→ Aufgabe 1: Wem gibt die Frau im Textabschnitt über den Umgang mit Sünde die Schuld, als Gott sie fragt, was sie getan hat?

Wie gehen Menschen mit ihrer Sünde um?

Typisch menschlich - sie wollen die eigene Verantwortung nicht wahrhaben und schieben die Schuld anderen zu, ja selbst Gott kommt da nicht ungeschoren davon. Noch einmal kann hier Luthers Ausführung zum 51. Psalm zitiert werden: "Dagegen ist der Gottlose und Übermütige zuerst einer, der sich entschuldigt, verteidigt, rechtfertigt und zu retten sucht. Daher sagt er eben damit, er bedürfe Gottes als Retter nicht ..."

Adam und Eva

Am Abend, als es kühler wurde, hörten der Mensch und seine Frau, wie Gott, der Herr, durch den Garten ging. Da versteckten sie sich vor Gott zwischen den Bäumen. Aber Gott rief nach dem Menschen: »Wo bist du?« Der antwortete: »Ich hörte dich kommen und bekam Angst, weil ich nackt bin. Da habe ich mich versteckt!« »Wer hat dir gesagt, dass du nackt bist?«, fragte Gott. »Hast du etwa von den verbotenen Früchten gegessen?« Der Mensch erwiderte: »Die Frau, die du mir an die Seite gestellt hast, gab mir davon; da habe ich gegessen.« Gott, der Herr, sagte zur Frau: »Was hast du da getan?« Sie antwortete: »Die Schlange ist schuld, sie hat mich zum Essen verführt!« (Gen 3,8-13 - Gute Nachricht)

Kain

Mit Kain spricht Gott zweimal, zunächst vor dem Mord und dann danach. Offensichtlich hatte Gott erkannt, dass es Kain nach dem Opfer nicht gut ging. Deshalb wollte er ihm eine Chance zum Reden geben. Doch Kain lässt diesen Moment ungenutzt verstreichen und geht auf Gottes Einwurf nicht ein. Vielmehr verfolgt er seine Mordpläne: »Komm, mein Bruder, und sieh dir einmal meine Felder an!«.

→ Aufgabe 2: Zieh aus der Liste jede Zeile heraus, in der das Wort „barrier“ vorkommt.

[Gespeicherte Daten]
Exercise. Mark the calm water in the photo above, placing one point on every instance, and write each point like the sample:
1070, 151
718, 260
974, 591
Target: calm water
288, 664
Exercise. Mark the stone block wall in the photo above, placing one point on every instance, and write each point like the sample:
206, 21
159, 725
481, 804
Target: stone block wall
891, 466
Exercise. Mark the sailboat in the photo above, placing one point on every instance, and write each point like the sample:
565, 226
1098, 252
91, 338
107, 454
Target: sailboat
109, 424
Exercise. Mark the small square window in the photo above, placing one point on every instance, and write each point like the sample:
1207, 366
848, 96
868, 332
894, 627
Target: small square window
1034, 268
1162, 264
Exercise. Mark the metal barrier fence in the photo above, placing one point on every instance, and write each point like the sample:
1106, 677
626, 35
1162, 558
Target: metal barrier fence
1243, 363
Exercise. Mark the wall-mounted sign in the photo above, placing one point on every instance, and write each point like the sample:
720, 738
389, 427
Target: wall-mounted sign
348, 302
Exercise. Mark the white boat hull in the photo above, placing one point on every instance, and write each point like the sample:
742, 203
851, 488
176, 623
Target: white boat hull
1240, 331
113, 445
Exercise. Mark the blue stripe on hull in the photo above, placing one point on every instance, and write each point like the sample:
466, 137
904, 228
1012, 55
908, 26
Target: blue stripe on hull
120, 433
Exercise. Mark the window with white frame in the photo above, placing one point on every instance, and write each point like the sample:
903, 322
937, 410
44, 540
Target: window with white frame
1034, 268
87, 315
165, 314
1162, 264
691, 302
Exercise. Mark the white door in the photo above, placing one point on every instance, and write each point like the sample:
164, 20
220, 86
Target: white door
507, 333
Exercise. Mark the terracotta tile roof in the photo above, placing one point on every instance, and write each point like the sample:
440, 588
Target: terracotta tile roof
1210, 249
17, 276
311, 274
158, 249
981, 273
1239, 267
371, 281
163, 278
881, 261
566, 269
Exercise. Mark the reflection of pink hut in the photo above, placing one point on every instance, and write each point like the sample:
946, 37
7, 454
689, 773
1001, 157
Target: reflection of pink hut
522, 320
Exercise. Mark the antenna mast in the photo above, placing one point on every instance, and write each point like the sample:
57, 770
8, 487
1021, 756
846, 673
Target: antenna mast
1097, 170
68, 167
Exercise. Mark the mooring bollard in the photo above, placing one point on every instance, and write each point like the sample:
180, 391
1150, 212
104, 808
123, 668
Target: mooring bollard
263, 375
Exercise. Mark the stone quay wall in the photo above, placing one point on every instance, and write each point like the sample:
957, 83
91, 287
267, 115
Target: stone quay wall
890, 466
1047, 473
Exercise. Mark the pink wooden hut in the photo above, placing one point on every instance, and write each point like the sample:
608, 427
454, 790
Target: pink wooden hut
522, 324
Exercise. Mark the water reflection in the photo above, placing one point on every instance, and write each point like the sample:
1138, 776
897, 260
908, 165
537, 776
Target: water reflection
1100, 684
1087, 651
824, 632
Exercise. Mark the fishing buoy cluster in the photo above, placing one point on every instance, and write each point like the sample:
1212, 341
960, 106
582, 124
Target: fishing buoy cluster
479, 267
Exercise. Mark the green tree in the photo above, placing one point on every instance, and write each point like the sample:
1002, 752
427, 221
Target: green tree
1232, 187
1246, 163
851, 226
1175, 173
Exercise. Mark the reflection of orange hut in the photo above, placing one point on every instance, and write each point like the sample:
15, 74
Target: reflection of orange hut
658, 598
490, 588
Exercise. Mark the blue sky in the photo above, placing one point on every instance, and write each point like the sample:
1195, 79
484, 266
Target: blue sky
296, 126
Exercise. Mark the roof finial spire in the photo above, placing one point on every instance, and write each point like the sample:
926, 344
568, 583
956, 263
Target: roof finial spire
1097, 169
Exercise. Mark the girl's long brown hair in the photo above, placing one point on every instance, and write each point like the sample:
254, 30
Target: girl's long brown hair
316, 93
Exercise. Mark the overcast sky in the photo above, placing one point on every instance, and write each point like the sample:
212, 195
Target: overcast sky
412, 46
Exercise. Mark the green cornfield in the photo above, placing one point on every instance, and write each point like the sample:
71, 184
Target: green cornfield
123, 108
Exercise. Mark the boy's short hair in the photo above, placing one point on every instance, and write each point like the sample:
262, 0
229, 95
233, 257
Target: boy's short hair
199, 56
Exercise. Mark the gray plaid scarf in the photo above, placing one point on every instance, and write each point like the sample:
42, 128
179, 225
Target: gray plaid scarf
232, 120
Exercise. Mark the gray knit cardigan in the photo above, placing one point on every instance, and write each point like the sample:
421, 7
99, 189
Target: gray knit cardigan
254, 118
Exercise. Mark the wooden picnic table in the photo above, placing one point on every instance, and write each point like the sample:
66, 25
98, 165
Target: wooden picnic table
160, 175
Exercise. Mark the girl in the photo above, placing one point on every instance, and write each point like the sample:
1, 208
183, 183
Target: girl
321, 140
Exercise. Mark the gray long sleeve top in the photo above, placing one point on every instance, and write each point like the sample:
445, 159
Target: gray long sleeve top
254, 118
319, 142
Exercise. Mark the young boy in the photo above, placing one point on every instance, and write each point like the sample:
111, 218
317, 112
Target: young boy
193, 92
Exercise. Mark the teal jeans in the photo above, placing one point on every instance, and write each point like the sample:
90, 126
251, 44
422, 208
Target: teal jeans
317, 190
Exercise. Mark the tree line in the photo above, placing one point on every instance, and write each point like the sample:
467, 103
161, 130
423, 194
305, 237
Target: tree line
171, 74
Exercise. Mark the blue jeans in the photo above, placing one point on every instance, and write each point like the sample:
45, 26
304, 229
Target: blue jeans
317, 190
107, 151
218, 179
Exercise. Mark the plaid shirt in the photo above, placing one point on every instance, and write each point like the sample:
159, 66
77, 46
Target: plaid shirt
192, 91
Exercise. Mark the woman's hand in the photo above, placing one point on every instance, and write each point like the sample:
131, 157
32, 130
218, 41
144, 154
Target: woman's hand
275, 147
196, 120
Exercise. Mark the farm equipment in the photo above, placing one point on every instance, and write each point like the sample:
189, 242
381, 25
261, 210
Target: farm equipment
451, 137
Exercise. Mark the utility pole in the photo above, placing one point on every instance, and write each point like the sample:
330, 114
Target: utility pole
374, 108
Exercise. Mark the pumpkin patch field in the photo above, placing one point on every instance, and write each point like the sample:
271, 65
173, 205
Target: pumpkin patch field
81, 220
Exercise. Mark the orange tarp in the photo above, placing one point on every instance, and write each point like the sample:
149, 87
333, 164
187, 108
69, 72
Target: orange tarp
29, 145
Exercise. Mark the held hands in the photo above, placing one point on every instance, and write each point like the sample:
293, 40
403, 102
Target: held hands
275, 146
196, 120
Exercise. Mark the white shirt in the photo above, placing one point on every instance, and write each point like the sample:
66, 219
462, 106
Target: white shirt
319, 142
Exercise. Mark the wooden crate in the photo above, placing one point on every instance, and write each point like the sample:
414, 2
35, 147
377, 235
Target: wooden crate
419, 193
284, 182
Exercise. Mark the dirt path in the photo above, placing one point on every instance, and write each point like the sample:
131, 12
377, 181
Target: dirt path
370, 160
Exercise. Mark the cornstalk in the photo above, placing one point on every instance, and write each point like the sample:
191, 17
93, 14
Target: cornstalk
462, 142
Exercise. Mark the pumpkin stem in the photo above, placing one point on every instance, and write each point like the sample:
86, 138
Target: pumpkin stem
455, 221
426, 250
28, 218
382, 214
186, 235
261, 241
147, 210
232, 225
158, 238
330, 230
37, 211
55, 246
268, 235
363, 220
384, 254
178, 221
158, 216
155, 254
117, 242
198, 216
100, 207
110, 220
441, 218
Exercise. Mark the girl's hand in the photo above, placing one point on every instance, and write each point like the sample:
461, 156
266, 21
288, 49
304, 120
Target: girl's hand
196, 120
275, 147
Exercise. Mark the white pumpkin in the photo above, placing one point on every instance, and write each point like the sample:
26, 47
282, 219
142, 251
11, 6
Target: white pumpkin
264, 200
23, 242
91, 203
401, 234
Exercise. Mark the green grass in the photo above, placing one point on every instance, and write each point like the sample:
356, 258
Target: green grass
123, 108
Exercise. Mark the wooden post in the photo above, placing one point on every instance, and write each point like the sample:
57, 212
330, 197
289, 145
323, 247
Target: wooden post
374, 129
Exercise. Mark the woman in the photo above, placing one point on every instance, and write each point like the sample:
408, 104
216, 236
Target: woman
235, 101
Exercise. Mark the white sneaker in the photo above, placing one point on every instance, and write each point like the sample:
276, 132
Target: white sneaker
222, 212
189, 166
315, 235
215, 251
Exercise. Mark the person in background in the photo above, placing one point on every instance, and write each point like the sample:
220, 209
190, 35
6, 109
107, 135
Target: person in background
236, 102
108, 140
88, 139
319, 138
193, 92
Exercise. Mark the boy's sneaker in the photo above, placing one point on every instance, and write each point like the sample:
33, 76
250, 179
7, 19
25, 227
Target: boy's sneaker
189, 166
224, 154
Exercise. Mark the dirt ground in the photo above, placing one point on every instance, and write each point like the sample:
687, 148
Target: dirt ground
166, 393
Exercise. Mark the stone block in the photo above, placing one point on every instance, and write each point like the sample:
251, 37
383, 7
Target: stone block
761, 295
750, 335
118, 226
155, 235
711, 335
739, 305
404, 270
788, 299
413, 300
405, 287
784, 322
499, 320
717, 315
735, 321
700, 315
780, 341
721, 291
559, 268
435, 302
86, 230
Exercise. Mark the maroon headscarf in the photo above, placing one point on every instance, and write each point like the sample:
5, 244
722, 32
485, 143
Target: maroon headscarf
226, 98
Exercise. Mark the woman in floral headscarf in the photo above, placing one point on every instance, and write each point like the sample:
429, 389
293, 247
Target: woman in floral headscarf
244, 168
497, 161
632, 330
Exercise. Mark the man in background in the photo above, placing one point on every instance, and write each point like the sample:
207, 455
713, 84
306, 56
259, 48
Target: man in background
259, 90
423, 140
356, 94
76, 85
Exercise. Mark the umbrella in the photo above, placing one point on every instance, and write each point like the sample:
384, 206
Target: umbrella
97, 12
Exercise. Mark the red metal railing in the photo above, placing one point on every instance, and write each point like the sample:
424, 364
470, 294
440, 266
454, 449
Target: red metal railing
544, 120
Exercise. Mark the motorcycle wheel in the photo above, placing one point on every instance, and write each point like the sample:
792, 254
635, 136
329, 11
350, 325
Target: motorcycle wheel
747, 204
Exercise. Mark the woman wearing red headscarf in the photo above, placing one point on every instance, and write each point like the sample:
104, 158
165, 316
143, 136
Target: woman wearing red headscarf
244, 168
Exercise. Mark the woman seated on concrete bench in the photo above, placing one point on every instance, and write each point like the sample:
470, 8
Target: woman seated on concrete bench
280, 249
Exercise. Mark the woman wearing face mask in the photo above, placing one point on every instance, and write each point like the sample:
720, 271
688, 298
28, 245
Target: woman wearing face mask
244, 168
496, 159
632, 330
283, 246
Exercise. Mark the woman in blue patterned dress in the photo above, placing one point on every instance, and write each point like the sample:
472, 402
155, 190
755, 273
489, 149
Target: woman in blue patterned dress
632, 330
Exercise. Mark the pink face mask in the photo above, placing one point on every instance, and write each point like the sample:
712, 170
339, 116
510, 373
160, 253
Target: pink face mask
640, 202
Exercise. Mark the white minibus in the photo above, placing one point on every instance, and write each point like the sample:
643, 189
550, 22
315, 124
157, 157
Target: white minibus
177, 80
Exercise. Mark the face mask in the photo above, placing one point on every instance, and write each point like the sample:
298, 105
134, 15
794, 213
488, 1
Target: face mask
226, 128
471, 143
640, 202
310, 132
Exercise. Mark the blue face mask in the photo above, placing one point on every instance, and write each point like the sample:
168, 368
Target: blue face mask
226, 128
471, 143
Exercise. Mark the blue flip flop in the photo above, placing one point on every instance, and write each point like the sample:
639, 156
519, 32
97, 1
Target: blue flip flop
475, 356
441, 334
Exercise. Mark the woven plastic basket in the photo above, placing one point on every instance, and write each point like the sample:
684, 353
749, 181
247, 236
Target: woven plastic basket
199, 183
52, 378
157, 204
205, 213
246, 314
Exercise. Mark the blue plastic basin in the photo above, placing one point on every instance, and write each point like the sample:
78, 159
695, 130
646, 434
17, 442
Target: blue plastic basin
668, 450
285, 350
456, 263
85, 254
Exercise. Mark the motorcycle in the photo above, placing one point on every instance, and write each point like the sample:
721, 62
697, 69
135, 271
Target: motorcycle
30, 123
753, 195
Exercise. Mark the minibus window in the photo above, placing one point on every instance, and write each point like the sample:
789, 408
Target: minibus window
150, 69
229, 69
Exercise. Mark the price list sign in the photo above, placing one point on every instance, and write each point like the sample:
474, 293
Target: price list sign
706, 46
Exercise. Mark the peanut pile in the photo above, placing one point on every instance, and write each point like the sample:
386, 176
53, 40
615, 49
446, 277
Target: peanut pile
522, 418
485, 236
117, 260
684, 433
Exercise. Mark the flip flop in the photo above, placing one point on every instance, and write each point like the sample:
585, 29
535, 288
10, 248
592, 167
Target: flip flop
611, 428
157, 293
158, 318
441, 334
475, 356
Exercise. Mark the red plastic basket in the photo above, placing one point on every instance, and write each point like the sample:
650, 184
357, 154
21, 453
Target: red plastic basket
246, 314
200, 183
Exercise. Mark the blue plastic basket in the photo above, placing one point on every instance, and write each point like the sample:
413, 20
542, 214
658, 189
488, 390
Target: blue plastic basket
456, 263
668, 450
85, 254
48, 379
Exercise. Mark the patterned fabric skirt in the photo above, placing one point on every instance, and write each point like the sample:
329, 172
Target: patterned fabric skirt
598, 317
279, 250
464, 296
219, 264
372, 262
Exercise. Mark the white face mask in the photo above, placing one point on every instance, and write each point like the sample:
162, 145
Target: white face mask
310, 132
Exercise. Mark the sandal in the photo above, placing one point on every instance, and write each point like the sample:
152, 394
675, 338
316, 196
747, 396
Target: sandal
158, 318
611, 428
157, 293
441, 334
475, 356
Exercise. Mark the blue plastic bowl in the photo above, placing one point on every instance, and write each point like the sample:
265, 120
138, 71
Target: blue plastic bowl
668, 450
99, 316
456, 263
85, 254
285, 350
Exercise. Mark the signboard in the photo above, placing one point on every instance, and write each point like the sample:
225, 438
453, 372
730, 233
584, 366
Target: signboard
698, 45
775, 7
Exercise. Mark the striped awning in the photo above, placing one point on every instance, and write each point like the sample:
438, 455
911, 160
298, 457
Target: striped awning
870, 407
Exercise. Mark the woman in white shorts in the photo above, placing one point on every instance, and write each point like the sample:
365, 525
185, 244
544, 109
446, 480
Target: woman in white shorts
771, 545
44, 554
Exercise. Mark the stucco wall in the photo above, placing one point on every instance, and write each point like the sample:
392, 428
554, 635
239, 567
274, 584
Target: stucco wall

→ Antwort 1: Der Schlange.

→ Antwort 2:
Exercise. Mark the metal barrier fence in the photo above, placing one point on every instance, and write each point like the sample:
Target: metal barrier fence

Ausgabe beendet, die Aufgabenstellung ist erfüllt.